→ **GIVEN EXERCISE**
Rewrite the material from the line holding "awning shown in the photo below." through the line holding "Target: shop awning", inclusive, changing "conforming" to "valid" and keeping everything else the same. Give back only those lines.

→ **EXTRACTED ENTRIES**
=-=-=

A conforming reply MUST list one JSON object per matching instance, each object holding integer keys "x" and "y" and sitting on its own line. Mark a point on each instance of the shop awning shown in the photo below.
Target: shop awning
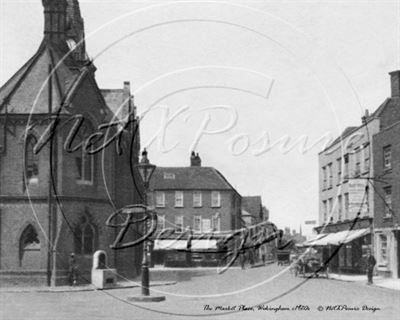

=-=-=

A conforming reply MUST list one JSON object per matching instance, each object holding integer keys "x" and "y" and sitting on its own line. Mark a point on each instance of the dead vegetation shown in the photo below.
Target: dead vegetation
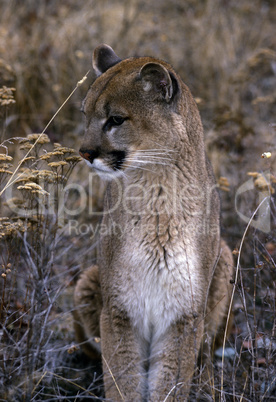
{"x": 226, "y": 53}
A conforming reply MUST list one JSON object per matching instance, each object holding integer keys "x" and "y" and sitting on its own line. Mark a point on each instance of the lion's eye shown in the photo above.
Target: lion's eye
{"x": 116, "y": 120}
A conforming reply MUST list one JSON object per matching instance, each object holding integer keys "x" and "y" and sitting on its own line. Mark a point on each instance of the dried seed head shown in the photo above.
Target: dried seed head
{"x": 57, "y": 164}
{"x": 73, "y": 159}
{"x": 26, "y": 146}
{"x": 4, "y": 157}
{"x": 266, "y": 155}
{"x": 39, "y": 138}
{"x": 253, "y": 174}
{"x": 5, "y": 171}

=-=-=

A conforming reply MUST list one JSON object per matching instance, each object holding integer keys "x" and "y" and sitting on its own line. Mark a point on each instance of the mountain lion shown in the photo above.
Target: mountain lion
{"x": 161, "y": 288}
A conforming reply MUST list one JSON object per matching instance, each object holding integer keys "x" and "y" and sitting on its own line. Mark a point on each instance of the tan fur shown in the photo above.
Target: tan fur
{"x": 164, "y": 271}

=-=-=

→ **WORKED SOLUTION**
A valid reply MUST list one JSON object per matching instance, each object holding integer keys "x" and "y" and sitting on its own line. Mark a point on each instance of the shop awning shown in the photo below.
Target: shop awning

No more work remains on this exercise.